◆ **TASK REQUIREMENTS**
• A. Reproduce the Advent sermon between "It’s written, this" and "their own homes.", inclusive, switching "temple" to "sanctuary".
• B. Pick up the Advent sermon after its final sentence and keep writing it.

◆ **TEXT EXTRACT**
________
SCRIPTURE:
But you are our Father,
though Abraham does not know us
or Israel acknowledge us;
you, Lord, are our Father,
our Redeemer from of old is your name.
17 Why, Lord,
do you make us wander from your ways
and harden our hearts so we do not
revere you?
Return for the sake of your servants,
the tribes that are your inheritance.
18 For a little
while your people possessed your holy place,
but now our enemies have trampled down your
sanctuary.
19 We are yours
from of old;
but you have not ruled over them,
they have not been called[a] by your name. Isaiah 63:16-19
Opening Illustrations:
1. When I was a child I used to long for
Christmas so much that I promised myself that I’d never run away from home
unless it was right after Christmas.
2. Also it seemed in those days that a
child’s yearning makes the days longer, because it seemed like Christmas came
every three years. But now that I’ve reached the ancient age of seventy six, it
seems like Christmas comes about every other Thursday.
Intro: Advent has always been a happy
time for most people, even in difficult times, because there is something about
Christmas and the coming of the Messiah and the coming of the Lord, and the
realization of all the promises that God has made to His people find their
fulfillment in a stable, a little child, a poor young teenage mother and her
gravely worried husband into whose care God had placed this most precious
twosome.
I think there’s something that stirs great
hope in us. And so Advent is really a time for hope. It’s a time when we put
aside major worries in our life and realize that God is with us.
For a Christian to have hope means to know
that we are definitely loved, and that, whatever happens to us, we are awaited
by love.
It’s written, this section of Isaiah is
written, at the time when the Jewish people were up in Babylon and praying to
God that they would be able to return to their own country and rebuild their
temple and once again be at peace in their own homes.
It was a desperate time because they were
enslaved. It was a time when many felt that God had abandoned them.
And that’s why Isaiah says, “Would that you
would rend the heavens and come down as you did in the olden days with Moses
and the people who were in slavery in Egypt and the wonders that you did.
“Why do you not see us? Yes, we have
sinned, but you are a forgiving God, you care for us. Why do you hide from us?
Is it that you’re angry with us?”
Of course, the thing that makes this a
lovely passage is to know that, in the harshest and most difficult of times,
the prophet is speaking like a man in terrible need of God Himself. Not just to
know that God exists, but to feel His strength, to feel that He is once again
manifesting Himself to His people.
And where do we find this hidden God?
ILL: Well, there’s an old story
about Omar the candle maker.
Omar the candle maker is outside his house
and he’s busy looking through the grass. He’s feverishly looking for something
when his neighbour comes and he says, “Omar, what are you looking for?”
And he says, “I lost my wallet and I’m
trying to find my wallet.”
And his friend says, “Well, where did you
lose it?”
He says, “I lost it in my house, in my
bedroom.”
And he says, “Well, why aren’t you in your
house and bedroom searching for it?”
And he says, “Oh, it’s too dark in there.
It’s much nicer to search out here in the sunshine.”
The meaning of this story is that we’re
always looking for God in the wrong places.
________
◆ **DATASET EXTRACT**
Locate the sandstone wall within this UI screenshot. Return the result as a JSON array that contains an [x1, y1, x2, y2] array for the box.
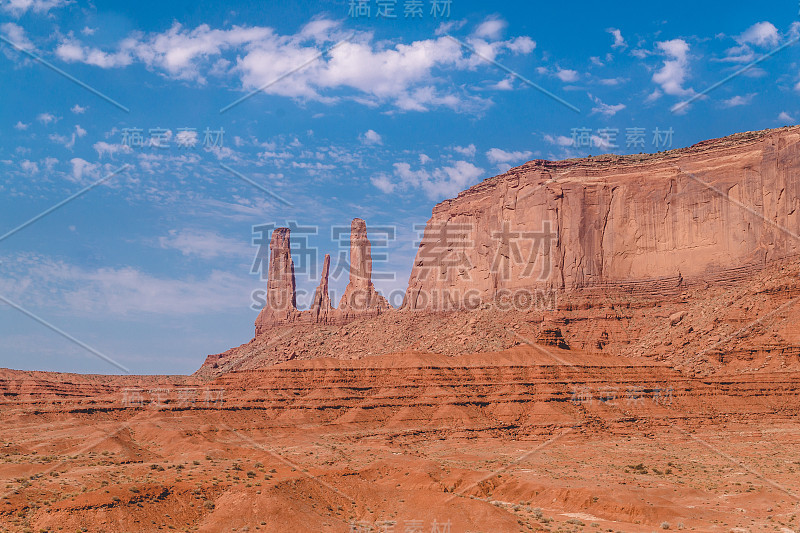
________
◆ **TASK RESULTS**
• A.
It’s written, this section of Isaiah is
written, at the time when the Jewish people were up in Babylon and praying to
God that they would be able to return to their own country and rebuild their
sanctuary and once again be at peace in their own homes.

• B.
Because, very often and for good reason, we
find God not so much in the happy days of our lives, we find God when we’re
alone and suddenly darkness closes in on our life and we begin to wonder and
have doubts about not only the future but also the present. And then we begin
very simply to pray.
And this is the right thing.
Because you see the Advent candles that we
light up here, there’s four candles — three are violet colored, meaning that
the three prepare us for the coming of Christmas, and the pink one is one of
joy that Christmas is with us.
But a candle only, only, shows its true
nature and its true value in darkness. We don’t put candles around with all the
lights on. It is when we turn the lights off that a candle begins to glow and
give us hope.
And that is why at Christmas time we fill
our homes with candles. But most of all because of the prophecy that says Jesus
is the light of the world and he comes in a very special way at Christmas time.
This is an indication that the problems
that face us and the difficulties that face us, and especially in these present
times — the news of the last few weeks and it seems like not only the world is
full of trepidation and fear because of the onset of perhaps a more bleak
future and a difficult future and a future where there will be lots of pain —
and at this time we begin to shirk and to shrink back from it, for we do not
want anything to disturb perhaps the way we have been going. We wonder what
will happen to us.
And so we sound like Isaiah in the First
Reading, the beginning when Isaiah is saying, “You must show your face. Why
haven’t you come down and delivered us? We are in very difficult times.”
And what Isaiah gives them is the word of
God.
And the word of God is, “I have never left
you. I am with you.
“I am more bright as a candle that shines
in the darkness in your life now than perhaps I was when you were following
other lights and other ways, when you thought that, perhaps, that life was a
matter of controlling it, instead of forgetting that you do not control
anything important in life, that you are vulnerable and needy.
“Because only when you realize that you are
not in control of things and you recognize your own vulnerability and your own
need, is love possible.”
And what kind of life is worthwhile without
love, true love, the love that Jesus comes — poor, rejected, alone, but the
light for the whole world to understand that God comes to share the darkness
and share the pain that we might have new life and new strength to it.
Many people are slightly in tears in the
last few days and they say, “What happened? How can God do this to us?”
God isn’t what brought on this crisis. God
is the solution, the response to this crisis, when no matter what happens we
must remember, as the Pope says, to have hope is to know that we are definitely
loved and cherished and cared for — definitely loved and cherished and cared
for — and that whatever happens to us, whatever path we are asked to walk to
another part of our lives, what awaits us is God and His love. And with this we
make each other strong.
The second thing about difficult times is
perhaps a realization that maybe we have been preoccupied by a lot of false
gods around us. Maybe we have invested our hope in success, our hope in riches,
our hope in never seeing pain.
Maybe these are the gods that have to come
crashing down before we once again realize that we are here to share love,
compassion, perfection.
We are here to make a new world. Each
generation must build a new world so that we come closer and closer to the
final coming of the Lord.
And that is the Second Coming, the coming
at the end of time.
But the one that comes at the end of time
must be brought to us by our own good selves.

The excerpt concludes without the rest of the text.